**What you will do:**
All lines below containing the string "would" are to be copied.

**Stored dataset items:**
[Start of section]

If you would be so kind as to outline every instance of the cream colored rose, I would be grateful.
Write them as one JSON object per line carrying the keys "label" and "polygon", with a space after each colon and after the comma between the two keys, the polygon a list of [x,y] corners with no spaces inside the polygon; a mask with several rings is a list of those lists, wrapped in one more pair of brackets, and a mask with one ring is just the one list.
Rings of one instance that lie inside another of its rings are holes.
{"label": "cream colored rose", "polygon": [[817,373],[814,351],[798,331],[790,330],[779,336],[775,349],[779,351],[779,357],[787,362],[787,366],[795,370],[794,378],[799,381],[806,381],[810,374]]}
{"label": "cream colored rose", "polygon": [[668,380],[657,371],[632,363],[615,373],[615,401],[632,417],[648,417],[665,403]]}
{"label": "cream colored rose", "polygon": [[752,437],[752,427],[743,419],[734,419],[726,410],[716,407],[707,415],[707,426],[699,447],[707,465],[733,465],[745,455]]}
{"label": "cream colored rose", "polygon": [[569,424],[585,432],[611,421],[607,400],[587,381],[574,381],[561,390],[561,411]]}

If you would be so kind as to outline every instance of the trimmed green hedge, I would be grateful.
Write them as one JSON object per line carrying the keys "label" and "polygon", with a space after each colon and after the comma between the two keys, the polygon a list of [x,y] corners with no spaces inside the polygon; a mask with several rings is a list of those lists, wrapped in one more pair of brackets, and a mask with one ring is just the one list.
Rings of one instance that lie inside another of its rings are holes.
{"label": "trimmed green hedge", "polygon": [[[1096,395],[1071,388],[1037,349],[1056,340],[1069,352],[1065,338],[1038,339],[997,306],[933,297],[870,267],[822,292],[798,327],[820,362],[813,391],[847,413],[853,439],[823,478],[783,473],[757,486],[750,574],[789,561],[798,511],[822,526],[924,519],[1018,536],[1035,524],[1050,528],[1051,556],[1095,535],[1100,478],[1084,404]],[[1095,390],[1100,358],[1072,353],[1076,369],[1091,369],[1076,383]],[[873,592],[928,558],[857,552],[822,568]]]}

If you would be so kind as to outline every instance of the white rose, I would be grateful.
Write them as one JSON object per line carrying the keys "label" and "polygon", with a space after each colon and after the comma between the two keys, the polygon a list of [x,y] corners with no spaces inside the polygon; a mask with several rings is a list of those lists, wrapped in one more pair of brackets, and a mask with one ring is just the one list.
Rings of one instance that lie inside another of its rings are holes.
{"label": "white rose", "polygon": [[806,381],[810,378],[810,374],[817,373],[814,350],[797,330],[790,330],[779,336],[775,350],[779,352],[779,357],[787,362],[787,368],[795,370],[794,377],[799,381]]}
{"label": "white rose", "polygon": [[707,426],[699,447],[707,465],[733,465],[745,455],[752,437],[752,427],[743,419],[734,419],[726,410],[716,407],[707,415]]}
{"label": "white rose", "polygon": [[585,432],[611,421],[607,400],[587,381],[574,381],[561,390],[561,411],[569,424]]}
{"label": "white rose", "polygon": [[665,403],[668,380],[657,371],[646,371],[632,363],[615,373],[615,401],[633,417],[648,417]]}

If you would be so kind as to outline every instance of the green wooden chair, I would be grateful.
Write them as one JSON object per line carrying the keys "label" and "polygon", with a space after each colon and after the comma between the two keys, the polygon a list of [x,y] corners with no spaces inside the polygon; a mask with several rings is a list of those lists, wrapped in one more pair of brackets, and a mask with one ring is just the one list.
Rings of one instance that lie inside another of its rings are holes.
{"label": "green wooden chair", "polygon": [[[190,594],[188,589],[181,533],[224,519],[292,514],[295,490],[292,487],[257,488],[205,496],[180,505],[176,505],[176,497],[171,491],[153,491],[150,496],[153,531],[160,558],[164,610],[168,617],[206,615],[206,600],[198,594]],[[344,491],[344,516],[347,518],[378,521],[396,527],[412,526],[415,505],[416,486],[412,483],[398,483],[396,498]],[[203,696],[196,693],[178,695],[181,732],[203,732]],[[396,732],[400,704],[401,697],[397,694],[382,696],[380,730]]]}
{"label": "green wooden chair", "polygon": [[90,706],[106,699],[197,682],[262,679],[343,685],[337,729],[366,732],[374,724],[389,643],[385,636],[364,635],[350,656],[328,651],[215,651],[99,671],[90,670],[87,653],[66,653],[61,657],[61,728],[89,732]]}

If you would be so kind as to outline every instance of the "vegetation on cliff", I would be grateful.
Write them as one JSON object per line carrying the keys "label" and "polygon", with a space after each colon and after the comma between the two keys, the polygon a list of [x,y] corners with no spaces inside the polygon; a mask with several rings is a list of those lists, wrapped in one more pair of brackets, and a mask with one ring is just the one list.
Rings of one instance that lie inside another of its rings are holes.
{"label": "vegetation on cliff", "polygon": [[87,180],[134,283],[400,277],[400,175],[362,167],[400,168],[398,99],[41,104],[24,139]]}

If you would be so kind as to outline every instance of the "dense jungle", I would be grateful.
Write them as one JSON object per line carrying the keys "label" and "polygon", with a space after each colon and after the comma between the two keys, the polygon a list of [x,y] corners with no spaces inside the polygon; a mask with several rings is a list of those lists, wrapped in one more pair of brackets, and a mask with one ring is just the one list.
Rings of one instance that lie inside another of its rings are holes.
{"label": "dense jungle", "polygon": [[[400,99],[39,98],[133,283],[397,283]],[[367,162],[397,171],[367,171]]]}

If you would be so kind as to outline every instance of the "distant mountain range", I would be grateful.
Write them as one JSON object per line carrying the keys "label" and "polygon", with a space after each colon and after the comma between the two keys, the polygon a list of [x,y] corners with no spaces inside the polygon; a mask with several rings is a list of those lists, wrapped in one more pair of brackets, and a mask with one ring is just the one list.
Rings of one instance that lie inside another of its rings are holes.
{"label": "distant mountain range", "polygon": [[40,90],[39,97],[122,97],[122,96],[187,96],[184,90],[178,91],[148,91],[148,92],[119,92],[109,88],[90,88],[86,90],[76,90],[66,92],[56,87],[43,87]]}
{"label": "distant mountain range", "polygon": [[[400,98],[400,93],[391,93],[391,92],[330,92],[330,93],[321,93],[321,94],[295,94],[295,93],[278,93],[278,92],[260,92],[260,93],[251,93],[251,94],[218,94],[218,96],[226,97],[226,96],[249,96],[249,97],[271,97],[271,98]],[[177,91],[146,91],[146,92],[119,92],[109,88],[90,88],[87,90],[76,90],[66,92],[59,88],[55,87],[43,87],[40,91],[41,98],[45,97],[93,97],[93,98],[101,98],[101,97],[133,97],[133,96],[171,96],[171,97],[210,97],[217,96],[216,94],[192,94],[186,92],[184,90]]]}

[End of section]

**Exercise output:**
If you would be so kind as to outline every instance of the cream colored rose, I would be grateful.
If you would be so kind as to outline every instance of the trimmed green hedge, I would be grateful.
If you would be so kind as to outline every instance of the white rose, I would be grateful.
If you would be so kind as to outline every instance of the green wooden chair, I would be grateful.
If you would be so kind as to outline every instance of the "vegetation on cliff", I would be grateful.
If you would be so kind as to outline every instance of the "dense jungle", I would be grateful.
If you would be so kind as to outline every instance of the "distant mountain range", I would be grateful.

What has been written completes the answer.